● Goal: Copy out the following data line for line, without changing anything.

(Extracted records)
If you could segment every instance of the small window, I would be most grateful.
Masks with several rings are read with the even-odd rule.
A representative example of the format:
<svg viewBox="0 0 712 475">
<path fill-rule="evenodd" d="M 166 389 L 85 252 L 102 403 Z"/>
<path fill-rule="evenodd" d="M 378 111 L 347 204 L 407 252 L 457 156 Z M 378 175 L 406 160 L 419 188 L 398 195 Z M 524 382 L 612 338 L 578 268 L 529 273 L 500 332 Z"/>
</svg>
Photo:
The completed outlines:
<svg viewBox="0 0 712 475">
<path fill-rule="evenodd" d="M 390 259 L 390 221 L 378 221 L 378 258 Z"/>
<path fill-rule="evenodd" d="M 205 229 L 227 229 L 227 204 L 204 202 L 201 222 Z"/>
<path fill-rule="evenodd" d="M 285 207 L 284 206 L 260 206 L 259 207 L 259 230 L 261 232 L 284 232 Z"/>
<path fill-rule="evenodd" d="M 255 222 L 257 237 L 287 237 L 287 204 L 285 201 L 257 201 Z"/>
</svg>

● Answer in full:
If you could segment every instance of the small window, I would be most grateful.
Masks with several rings are read with the even-odd rule.
A representative example of the format:
<svg viewBox="0 0 712 475">
<path fill-rule="evenodd" d="M 166 389 L 85 252 L 102 403 Z"/>
<path fill-rule="evenodd" d="M 378 111 L 347 204 L 407 252 L 457 156 Z M 378 175 L 406 160 L 419 188 L 398 195 Z M 524 382 L 612 338 L 578 268 L 529 273 L 500 332 Z"/>
</svg>
Photo:
The completed outlines:
<svg viewBox="0 0 712 475">
<path fill-rule="evenodd" d="M 390 259 L 390 221 L 378 221 L 378 258 Z"/>
<path fill-rule="evenodd" d="M 205 229 L 227 229 L 227 204 L 204 202 L 201 222 Z"/>
<path fill-rule="evenodd" d="M 285 207 L 284 206 L 260 206 L 259 207 L 259 230 L 261 232 L 284 232 Z"/>
<path fill-rule="evenodd" d="M 255 222 L 257 237 L 287 237 L 287 204 L 285 201 L 257 201 Z"/>
</svg>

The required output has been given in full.